### WHAT IS NEEDED
Reproduce all records exactly.

### DATA EXCERPTS
******

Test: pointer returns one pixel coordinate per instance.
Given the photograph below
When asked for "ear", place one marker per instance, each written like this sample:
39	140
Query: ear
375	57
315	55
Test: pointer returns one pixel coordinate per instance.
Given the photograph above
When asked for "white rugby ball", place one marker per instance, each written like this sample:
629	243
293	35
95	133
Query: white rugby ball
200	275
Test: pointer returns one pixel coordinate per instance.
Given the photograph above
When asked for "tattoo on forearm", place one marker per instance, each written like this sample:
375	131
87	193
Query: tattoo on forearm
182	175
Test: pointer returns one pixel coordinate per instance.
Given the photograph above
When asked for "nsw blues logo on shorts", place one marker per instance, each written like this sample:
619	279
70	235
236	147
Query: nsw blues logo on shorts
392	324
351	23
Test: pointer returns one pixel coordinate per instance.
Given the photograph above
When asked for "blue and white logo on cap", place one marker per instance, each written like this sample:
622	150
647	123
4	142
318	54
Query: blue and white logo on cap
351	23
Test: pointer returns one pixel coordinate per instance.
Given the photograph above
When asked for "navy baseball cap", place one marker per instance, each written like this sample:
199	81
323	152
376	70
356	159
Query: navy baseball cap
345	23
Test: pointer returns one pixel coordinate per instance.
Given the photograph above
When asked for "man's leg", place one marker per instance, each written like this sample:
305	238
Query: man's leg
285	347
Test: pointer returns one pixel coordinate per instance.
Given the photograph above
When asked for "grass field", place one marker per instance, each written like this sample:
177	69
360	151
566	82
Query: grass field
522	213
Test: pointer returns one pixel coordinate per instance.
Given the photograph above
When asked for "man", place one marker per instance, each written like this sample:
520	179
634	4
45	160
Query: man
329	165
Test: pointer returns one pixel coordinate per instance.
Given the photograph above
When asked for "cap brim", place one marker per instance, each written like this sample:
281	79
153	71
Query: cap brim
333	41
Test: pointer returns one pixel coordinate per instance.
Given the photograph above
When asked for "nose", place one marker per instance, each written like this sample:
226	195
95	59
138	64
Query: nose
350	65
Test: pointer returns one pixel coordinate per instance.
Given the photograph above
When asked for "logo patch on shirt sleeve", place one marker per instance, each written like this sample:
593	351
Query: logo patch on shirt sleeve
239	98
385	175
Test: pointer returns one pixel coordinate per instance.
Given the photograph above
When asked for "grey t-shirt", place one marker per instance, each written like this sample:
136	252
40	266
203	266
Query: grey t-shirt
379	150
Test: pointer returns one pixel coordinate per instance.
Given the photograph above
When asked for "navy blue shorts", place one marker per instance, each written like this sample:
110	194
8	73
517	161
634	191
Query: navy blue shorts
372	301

******

### SOLUTION BELOW
Test: pointer returns one pixel coordinate per instance.
Given the photograph below
When asked for "ear", place one marker per instance, each written like this sample:
39	140
Query: ear
375	57
315	55
Test: pointer returns one pixel coordinate per instance.
Given the photograph above
When asked for "white rugby ball", place one marker per instance, each written like this sample:
629	243
293	35
95	133
Query: white rugby ball
200	275
Test: pointer returns one pixel coordinate per instance.
Given the photograph above
When asked for "tattoo on forearm", place one marker per instance, each written like this sample:
375	131
87	193
Query: tattoo on forearm
182	175
Test: pointer returns one pixel coordinate per instance.
Given the photograph above
When asked for "nsw blues logo on shorts", place one marker per instance, each written like this sample:
619	279
70	235
236	147
Query: nsw blues logo on shorts
392	324
351	23
Test: pointer returns one pixel coordinate per instance.
Given the photograph above
When asked for "blue and white logo on cap", place one marker per instance, each written like this sample:
622	150
647	123
4	142
318	54
Query: blue and white logo on cap
351	23
Test: pointer returns one pixel coordinate per instance.
Given the photograph above
When asked for "navy baseball cap", place one marker per instance, each written like this sample:
199	81
323	152
376	70
356	159
Query: navy baseball cap
345	23
Test: pointer returns one pixel coordinate per instance.
Given the photograph above
When asked for "man's leg", place one marker per instance, each written like this sample:
305	238
Query: man's leg
285	347
Test: pointer returns one pixel coordinate per instance.
Given the photograph above
When asked for "grass field", place one marker per instance, each written like this sample:
177	69
360	151
566	82
Query: grass field
522	213
Test: pointer returns one pixel coordinate per instance.
Given the photograph above
When asked for "man", place one marker per instance, each written like this sample:
520	179
634	4
45	160
Query: man
329	165
Test: pointer returns one pixel coordinate per instance.
Given the photograph above
When asked for "cap brim", place one marker per instance, each written like this sample:
281	79
153	71
Query: cap brim
333	41
Test: pointer returns one pixel coordinate per instance.
Given the photograph above
When asked for "nose", place one marker per instance, each written like this sample:
226	195
95	59
138	64
Query: nose
350	65
Test: pointer returns one pixel coordinate per instance.
Given the photograph above
When asked for "logo patch on shirt sleeve", place one marker per instance, each written like this sample:
593	351
Query: logo patch on shirt sleeve
239	98
385	175
Test: pointer returns one pixel coordinate per instance.
Given the photograph above
When asked for "grey t-shirt", place one marker per instance, each written like this sample:
136	252
40	266
203	266
Query: grey t-shirt
379	150
Test: pointer returns one pixel coordinate per instance.
Given the photograph above
When asked for "navy blue shorts", place one marker per instance, each written like this sample:
110	194
8	73
517	161
634	191
Query: navy blue shorts
372	301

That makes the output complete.